═════ 选定文本 ═════

构建tensor数据集函数(Data.TensorDataset)

dataMat, labelMat = loadDateSet('wine.data')
dataMat = LL(dataMat,labelMat)
pindex=np.random.permutation(dataMat.shape[0])
dataMat = dataMat[pindex,:]
labelMat = labelMat[pindex]
dataMat = torch.from_numpy(dataMat)
labelMat = torch.from_numpy(labelMat)
torch_dataset = Data.TensorDataset(dataMat[28:], labelMat[28:])
loader = Data.DataLoader(
    dataset=torch_dataset,
    batch_size=15,
    shuffle=True,
    num_workers=2
)
torch_testset = Data.TensorDataset(dataMat[0:27], labelMat[0:27])
loader2 = Data.DataLoader(
    dataset=torch_testset,
    batch_size=29,
    shuffle=True,
    num_workers=2
)
搭建MLP
class MLP(torch.nn.Module):
    def __init__(self):
        super(MLP,self).__init__()
        self.fc1 = torch.nn.Linear(2,5)
        self.fc2 = torch.nn.Linear(5,3)

    def forward(self,x):
        y = F.sigmoid(self.fc1(x))
        y = F.softmax(self.fc2(y),dim=1)
        return y
model = MLP()
训练模型(含可视化)
def train():
    a_data = []
    b_data = []
    c_data = []
    lossfunc = torch.nn.CrossEntropyLoss()
    optimzer = torch.optim.SGD(params=model.parameters(),lr = 1)
    for epoch in range(n_epoch):
        train_loss = 0
        for step,(batch_dataMat,batch_lableMat) in enumerate(loader):
          optimzer.zero_grad()

═════ 记录摘录 ═════

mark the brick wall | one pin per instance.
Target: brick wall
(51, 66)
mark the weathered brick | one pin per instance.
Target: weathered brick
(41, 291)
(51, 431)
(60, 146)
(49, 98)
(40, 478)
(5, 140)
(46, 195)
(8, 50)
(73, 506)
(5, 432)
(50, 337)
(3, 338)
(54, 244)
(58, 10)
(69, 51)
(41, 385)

═════

* _操作说明_
A – 复述选定文本中以“pindex=np.random.permutation(dataMat.shape[0])”开始、以“torch_dataset = Data.TensorDataset(dataMat[28:], labelMat[28:])”结束的部分，一字不改。
B – 根据选定文本回答下列问题，答案按相同编号逐行列出：
(i) 训练集所用 DataLoader 的 batch_size 设为多少？
(ii) MLP 中 fc1 层的输入维度与输出维度各为多少？
(iii) train 函数中 SGD 优化器的学习率 lr 设为多少？
C – 将选定文本“搭建MLP”标题下以“class MLP(torch.nn.Module):”开头的代码段改写为简明的条目列表，保留其主要内容。

* _完整答案_
A –
pindex=np.random.permutation(dataMat.shape[0])
dataMat = dataMat[pindex,:]
labelMat = labelMat[pindex]
dataMat = torch.from_numpy(dataMat)
labelMat = torch.from_numpy(labelMat)
torch_dataset = Data.TensorDataset(dataMat[28:], labelMat[28:])

B –
(i) 15
(ii) 输入维度为 2，输出维度为 5
(iii) 1

C –
- 定义类 MLP，继承自 torch.nn.Module。
- 初始化时调用父类构造函数，并建立两个全连接层：fc1 为 torch.nn.Linear(2,5)，fc2 为 torch.nn.Linear(5,3)。
- forward 方法：输入 x 经 fc1 后用 F.sigmoid 激活，再经 fc2 后用 F.softmax（dim=1）处理，最后返回结果。
- 以 model = MLP() 创建模型实例。